Please reproduce the listing below line for line, with no changes of any kind.

BEGIN Given records

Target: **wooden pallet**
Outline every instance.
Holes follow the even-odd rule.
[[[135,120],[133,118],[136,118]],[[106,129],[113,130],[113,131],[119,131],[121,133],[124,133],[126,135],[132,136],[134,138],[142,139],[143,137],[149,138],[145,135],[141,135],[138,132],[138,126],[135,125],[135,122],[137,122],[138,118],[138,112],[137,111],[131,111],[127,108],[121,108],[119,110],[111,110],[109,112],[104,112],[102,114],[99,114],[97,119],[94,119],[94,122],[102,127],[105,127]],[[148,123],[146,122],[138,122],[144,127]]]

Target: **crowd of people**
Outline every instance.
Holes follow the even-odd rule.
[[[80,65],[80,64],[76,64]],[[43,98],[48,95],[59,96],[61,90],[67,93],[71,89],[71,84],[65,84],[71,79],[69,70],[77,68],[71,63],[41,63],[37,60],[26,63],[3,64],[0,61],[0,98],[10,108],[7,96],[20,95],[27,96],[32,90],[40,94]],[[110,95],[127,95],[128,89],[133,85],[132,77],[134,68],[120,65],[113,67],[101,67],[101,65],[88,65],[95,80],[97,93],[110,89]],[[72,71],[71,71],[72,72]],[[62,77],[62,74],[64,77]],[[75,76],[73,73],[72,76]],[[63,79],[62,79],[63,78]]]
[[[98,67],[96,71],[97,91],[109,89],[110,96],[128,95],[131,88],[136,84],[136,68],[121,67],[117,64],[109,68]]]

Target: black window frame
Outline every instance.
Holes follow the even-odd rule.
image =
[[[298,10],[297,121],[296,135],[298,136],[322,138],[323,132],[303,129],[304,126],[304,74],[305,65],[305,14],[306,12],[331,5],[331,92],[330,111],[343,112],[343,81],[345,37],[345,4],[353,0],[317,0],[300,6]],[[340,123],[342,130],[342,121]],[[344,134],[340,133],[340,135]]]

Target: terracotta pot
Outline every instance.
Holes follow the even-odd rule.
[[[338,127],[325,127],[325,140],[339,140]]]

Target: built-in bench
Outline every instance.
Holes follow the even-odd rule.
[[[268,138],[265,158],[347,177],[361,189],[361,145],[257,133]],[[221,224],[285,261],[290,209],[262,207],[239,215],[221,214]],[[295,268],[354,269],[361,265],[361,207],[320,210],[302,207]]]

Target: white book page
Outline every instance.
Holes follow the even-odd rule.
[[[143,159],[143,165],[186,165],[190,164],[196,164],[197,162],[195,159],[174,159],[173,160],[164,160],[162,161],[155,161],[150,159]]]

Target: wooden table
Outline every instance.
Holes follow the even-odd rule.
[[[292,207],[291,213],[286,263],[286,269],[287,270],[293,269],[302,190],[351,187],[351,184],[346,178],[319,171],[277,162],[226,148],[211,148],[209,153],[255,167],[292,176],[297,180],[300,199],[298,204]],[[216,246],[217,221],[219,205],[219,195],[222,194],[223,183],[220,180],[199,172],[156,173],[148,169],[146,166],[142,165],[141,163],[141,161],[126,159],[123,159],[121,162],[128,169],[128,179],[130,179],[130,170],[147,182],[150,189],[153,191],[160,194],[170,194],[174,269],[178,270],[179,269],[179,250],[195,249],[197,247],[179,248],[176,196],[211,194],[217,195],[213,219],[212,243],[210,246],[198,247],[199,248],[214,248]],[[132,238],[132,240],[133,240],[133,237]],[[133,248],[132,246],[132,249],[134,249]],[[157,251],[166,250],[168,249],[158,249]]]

END Given records

▶ [Answer below]:
Target: **wooden pallet**
Outline every instance.
Holes follow the even-odd rule.
[[[135,120],[133,118],[136,118]],[[106,129],[113,130],[113,131],[119,131],[121,133],[124,133],[126,135],[132,136],[134,138],[142,139],[143,137],[149,138],[145,135],[141,135],[138,132],[138,126],[135,125],[135,122],[137,122],[138,118],[138,112],[137,111],[131,111],[127,108],[121,108],[119,110],[111,110],[109,112],[104,112],[102,114],[99,114],[97,119],[94,119],[94,122],[102,127],[105,127]],[[148,123],[146,122],[138,122],[144,127]]]

Target: **crowd of people**
Outline every instance.
Holes follow the even-odd rule.
[[[80,65],[80,64],[76,64]],[[43,98],[48,95],[59,96],[61,90],[67,93],[71,89],[71,84],[65,84],[71,79],[69,70],[77,68],[71,63],[41,63],[37,60],[26,63],[3,64],[0,61],[0,98],[10,108],[7,96],[20,95],[27,96],[32,90],[40,94]],[[110,95],[127,95],[128,89],[133,85],[132,77],[134,68],[120,65],[113,67],[101,67],[101,65],[88,65],[95,80],[97,93],[110,89]],[[72,71],[71,71],[72,72]],[[62,77],[62,74],[64,77]],[[75,76],[73,73],[72,76]],[[63,79],[62,79],[63,78]]]
[[[98,67],[96,71],[97,91],[109,89],[110,96],[128,95],[131,88],[136,84],[136,68],[121,67],[117,64],[109,68]]]

Target: black window frame
Outline every instance.
Holes follow the even-odd rule.
image =
[[[298,10],[297,121],[296,135],[298,136],[322,138],[323,132],[303,129],[304,126],[304,74],[305,65],[305,14],[306,12],[331,5],[331,92],[330,111],[343,112],[343,81],[345,37],[345,4],[353,0],[317,0],[300,6]],[[340,123],[342,130],[342,121]],[[344,134],[340,133],[340,135]]]

Target: terracotta pot
Outline every instance.
Holes follow the even-odd rule.
[[[338,127],[325,127],[325,140],[339,140]]]

Target: built-in bench
Outline every instance.
Holes follow the even-odd rule.
[[[268,138],[265,158],[347,177],[361,189],[361,145],[257,133]],[[221,224],[285,261],[290,209],[262,207],[239,215],[221,214]],[[295,268],[354,269],[361,265],[361,207],[320,210],[302,207]]]

Target: white book page
Outline every instance.
Holes follow the even-odd rule.
[[[143,159],[143,165],[186,165],[190,164],[196,164],[197,162],[195,159],[174,159],[173,160],[164,160],[162,161],[155,161],[150,159]]]

Target: wooden table
Outline every instance.
Holes follow the even-odd rule.
[[[292,207],[291,213],[286,263],[286,269],[287,270],[293,269],[302,190],[351,187],[351,184],[346,178],[319,171],[277,162],[226,148],[211,148],[209,153],[255,167],[292,176],[297,180],[300,199],[298,204]],[[216,246],[217,221],[219,205],[219,195],[222,194],[223,183],[220,180],[199,172],[156,173],[148,169],[146,166],[142,165],[141,163],[141,161],[126,159],[123,159],[121,162],[128,169],[128,179],[130,179],[130,170],[147,182],[150,189],[153,191],[160,194],[170,194],[174,269],[178,270],[179,269],[179,250],[195,249],[197,247],[179,248],[176,196],[211,194],[217,195],[213,219],[212,243],[210,246],[198,247],[199,248],[214,248]],[[132,238],[132,240],[133,240],[133,237]],[[133,248],[132,246],[132,249],[134,249]],[[157,251],[166,250],[168,249],[158,249]]]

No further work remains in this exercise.